__TASK INSTRUCTIONS__. Write out all of the material below word for word, omitting the pictures.

__RECORDS SUPPLIED__.

..............................

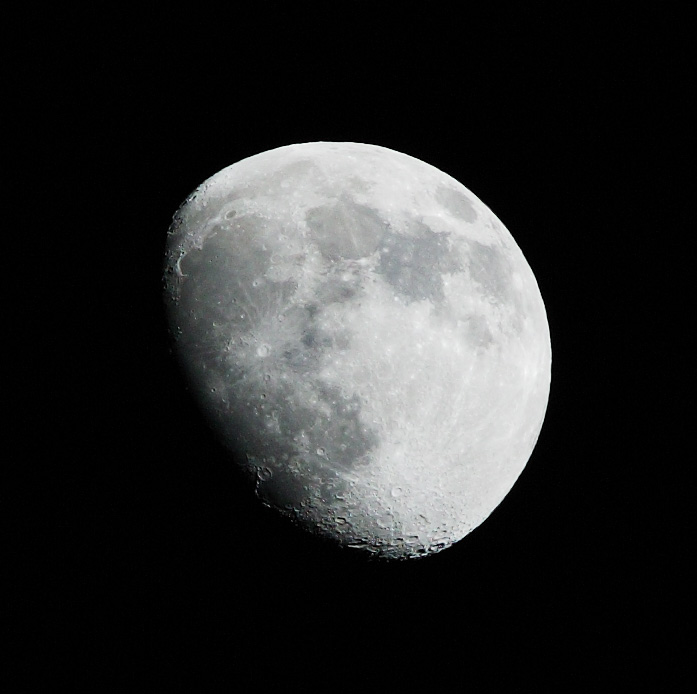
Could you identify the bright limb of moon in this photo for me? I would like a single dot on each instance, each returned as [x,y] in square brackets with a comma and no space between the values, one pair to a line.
[366,335]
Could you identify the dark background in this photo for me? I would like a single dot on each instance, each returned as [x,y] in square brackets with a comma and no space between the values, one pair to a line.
[153,563]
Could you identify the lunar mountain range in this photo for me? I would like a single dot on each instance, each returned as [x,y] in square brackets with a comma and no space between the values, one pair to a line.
[365,337]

..............................

__COMPLETE OUTPUT__.
Could you identify the bright limb of moon in this photo for me? I would like a single dot on each instance, each returned as [x,y] in square brackets with a comma and no space between the values, one pair to a line.
[366,335]
Could you identify the dark background in this photo for me? I would like a single dot on each instance, each returned as [x,y] in square brackets with a comma and no space between the values, one pair to a line.
[153,563]
Could you identify the lunar mountain range in this photo for me? I would like a single dot on each instance, each returned as [x,y] in square brackets with a comma and no space between the values, one pair to a line.
[365,337]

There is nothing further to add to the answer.